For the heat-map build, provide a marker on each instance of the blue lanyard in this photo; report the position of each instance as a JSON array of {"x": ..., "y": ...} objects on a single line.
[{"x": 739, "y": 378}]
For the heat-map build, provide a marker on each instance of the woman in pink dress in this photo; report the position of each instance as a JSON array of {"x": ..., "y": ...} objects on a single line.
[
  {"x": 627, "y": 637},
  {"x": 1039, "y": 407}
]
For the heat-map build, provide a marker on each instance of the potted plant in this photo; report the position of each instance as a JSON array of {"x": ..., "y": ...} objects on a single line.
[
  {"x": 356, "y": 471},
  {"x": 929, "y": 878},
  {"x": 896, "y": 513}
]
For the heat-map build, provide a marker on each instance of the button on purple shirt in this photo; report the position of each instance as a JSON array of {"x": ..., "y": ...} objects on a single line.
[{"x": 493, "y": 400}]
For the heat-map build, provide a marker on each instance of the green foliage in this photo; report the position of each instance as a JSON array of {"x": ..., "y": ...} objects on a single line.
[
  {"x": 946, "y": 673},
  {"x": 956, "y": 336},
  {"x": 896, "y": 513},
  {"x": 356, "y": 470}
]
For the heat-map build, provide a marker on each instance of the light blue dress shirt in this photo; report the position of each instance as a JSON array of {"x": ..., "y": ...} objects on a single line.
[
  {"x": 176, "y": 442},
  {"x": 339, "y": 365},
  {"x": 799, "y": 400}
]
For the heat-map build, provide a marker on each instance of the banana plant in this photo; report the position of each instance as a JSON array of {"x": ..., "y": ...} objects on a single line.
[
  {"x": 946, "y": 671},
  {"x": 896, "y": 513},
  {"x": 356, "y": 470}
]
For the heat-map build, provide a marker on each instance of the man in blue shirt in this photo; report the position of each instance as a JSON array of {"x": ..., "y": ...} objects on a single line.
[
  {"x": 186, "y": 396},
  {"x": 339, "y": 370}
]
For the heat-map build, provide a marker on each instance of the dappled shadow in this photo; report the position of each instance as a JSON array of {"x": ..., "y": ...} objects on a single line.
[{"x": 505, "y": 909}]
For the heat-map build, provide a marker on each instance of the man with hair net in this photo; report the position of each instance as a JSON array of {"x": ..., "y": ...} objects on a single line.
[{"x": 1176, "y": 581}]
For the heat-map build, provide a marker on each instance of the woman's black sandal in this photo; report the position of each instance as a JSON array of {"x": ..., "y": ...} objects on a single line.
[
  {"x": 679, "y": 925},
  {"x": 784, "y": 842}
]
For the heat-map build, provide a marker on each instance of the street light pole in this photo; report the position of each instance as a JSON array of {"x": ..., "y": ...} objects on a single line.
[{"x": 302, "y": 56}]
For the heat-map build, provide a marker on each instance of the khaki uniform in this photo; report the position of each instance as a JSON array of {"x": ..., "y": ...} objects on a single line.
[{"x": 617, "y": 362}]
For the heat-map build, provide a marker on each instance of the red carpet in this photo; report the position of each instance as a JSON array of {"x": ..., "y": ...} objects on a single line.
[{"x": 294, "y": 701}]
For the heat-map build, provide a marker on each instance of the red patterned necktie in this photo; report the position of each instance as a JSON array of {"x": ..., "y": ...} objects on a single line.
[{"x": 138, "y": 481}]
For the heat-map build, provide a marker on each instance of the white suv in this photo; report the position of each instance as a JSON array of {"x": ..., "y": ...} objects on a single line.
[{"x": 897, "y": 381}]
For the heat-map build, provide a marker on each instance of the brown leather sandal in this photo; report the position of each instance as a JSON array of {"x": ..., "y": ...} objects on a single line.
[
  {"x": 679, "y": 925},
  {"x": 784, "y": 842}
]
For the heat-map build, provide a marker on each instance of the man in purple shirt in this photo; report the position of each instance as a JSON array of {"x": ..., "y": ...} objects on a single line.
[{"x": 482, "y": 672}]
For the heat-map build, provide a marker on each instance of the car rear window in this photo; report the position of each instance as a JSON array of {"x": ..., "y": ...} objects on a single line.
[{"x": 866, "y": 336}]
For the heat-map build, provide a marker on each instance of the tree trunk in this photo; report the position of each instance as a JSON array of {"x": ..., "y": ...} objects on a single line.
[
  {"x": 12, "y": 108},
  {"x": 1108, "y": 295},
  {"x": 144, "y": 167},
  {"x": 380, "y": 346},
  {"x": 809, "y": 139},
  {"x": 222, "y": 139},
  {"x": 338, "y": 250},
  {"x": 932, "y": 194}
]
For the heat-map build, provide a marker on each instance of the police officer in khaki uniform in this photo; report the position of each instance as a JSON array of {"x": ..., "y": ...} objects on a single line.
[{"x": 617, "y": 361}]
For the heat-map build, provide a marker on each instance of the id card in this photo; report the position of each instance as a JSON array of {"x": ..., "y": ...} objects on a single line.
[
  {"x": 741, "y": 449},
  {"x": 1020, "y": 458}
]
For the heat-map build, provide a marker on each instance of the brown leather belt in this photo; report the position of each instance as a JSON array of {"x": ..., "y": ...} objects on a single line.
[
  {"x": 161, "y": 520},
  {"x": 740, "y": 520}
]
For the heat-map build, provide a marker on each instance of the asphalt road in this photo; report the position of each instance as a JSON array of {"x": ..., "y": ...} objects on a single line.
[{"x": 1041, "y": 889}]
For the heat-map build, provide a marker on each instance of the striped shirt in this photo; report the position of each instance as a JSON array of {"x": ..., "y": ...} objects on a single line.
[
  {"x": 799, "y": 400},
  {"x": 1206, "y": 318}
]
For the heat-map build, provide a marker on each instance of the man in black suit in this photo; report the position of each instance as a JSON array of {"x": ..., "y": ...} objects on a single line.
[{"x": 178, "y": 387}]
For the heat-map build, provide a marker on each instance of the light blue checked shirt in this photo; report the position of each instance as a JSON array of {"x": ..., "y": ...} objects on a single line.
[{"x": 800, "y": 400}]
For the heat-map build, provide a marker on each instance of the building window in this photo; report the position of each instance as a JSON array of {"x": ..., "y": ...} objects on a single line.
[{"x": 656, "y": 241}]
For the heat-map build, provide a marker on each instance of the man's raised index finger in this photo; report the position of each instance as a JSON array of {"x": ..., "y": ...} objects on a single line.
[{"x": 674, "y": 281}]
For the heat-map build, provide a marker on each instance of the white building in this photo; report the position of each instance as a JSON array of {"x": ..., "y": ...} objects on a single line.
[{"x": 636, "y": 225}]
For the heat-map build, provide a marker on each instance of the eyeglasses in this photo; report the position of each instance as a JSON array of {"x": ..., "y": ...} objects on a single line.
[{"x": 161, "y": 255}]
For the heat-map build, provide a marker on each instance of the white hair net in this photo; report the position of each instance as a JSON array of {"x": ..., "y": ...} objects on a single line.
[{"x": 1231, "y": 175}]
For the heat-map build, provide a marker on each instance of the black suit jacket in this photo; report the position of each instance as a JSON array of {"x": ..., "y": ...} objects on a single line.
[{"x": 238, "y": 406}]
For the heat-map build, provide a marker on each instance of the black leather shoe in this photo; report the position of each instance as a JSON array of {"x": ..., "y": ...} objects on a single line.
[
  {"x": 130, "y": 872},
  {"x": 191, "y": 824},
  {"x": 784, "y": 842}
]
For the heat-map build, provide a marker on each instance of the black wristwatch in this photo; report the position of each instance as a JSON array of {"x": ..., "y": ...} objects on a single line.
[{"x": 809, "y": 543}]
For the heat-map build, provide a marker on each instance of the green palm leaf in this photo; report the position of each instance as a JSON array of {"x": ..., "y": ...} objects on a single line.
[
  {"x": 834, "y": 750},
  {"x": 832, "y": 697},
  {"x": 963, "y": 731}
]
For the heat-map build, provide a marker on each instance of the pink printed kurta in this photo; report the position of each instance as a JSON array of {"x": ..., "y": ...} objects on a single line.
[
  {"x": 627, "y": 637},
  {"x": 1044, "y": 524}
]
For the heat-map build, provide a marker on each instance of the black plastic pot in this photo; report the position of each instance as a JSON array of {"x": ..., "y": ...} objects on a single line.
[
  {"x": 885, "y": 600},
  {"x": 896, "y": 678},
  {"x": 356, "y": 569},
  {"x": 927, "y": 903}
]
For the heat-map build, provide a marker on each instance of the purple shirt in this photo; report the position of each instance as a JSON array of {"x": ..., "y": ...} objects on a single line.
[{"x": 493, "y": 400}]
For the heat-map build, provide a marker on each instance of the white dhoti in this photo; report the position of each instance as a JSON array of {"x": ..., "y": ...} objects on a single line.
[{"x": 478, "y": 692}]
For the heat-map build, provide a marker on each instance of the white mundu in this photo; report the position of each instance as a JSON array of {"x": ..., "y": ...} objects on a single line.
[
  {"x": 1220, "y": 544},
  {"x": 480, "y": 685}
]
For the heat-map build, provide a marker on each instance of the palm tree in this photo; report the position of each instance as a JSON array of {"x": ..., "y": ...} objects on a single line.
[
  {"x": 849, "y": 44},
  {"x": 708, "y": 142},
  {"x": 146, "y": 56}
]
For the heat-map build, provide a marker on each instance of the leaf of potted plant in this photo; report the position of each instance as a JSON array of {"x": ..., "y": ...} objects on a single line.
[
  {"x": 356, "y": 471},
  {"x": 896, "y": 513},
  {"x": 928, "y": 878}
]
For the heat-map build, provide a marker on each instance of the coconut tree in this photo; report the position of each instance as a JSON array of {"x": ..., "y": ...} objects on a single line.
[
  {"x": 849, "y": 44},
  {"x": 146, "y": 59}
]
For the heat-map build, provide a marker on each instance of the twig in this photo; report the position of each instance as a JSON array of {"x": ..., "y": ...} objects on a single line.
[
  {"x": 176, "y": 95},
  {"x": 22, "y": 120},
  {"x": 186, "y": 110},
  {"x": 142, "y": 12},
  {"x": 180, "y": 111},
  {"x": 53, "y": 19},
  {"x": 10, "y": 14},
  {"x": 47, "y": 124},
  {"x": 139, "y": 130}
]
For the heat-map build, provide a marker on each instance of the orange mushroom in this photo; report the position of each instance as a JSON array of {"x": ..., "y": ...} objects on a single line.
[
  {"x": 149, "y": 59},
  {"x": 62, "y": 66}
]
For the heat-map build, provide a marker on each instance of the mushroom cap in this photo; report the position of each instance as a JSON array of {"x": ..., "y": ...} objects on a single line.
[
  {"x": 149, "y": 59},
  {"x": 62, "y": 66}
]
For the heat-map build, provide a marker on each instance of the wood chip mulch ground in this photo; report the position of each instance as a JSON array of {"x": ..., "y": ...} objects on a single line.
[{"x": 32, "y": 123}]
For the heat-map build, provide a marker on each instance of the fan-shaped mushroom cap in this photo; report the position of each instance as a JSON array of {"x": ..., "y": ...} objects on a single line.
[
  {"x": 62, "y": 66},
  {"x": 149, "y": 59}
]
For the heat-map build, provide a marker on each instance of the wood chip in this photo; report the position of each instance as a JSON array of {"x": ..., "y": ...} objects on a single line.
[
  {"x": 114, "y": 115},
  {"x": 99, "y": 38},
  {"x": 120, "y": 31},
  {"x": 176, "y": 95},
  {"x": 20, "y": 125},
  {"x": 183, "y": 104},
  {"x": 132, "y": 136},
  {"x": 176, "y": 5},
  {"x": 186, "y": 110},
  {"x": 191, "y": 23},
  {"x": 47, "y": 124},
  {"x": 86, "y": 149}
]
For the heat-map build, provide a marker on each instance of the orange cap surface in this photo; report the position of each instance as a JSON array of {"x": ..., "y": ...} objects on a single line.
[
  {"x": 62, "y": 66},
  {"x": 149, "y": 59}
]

Task to carry out: Please retype exactly, and only, the lines starting at the one that contains "of the mushroom" and ending with the last line of the material.

Result of this exercise:
For the heat-map build, provide a marker on each instance of the mushroom cap in this photo; report the position of each instance as a JSON array of {"x": ..., "y": ...} objects on a single line.
[
  {"x": 149, "y": 59},
  {"x": 62, "y": 66}
]
For the heat-map build, provide a marker on each instance of the wood chip mulch ground in this photo; report the position of each instance as a JSON array of {"x": ..., "y": ...} objects on a single line.
[{"x": 32, "y": 123}]
For the heat-map build, provide a marker on each instance of the fan-shaped mushroom cap in this photo; report the position of each instance as a JSON array of {"x": ..., "y": ...} objects on a single line.
[
  {"x": 62, "y": 66},
  {"x": 149, "y": 59}
]
For the heat-map build, provide a marker on each instance of the wood chip in this photo; report the position of each instance as a JSON array of {"x": ..., "y": ...} objects on a single line.
[
  {"x": 114, "y": 115},
  {"x": 99, "y": 38},
  {"x": 120, "y": 31},
  {"x": 176, "y": 95},
  {"x": 20, "y": 125},
  {"x": 183, "y": 104},
  {"x": 132, "y": 136},
  {"x": 176, "y": 5},
  {"x": 186, "y": 110},
  {"x": 191, "y": 23},
  {"x": 47, "y": 124},
  {"x": 86, "y": 149}
]
For the heat-map build, provide a marker on each instance of the orange cap surface in this photo; report the position of each instance as a JSON array of {"x": ..., "y": ...} objects on a single line.
[
  {"x": 62, "y": 66},
  {"x": 149, "y": 59}
]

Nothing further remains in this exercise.